= Instructions to follow =
All of the records should be given again verbatim.

= Given data =
******
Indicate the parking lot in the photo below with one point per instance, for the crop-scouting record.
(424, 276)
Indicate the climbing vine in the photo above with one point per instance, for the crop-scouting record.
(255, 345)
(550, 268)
******
= Task solution =
Indicate the parking lot in the photo below with one point per instance, for the crop-scouting record.
(424, 276)
Indicate the climbing vine in the photo above with one point per instance, for the crop-scouting record.
(255, 345)
(550, 268)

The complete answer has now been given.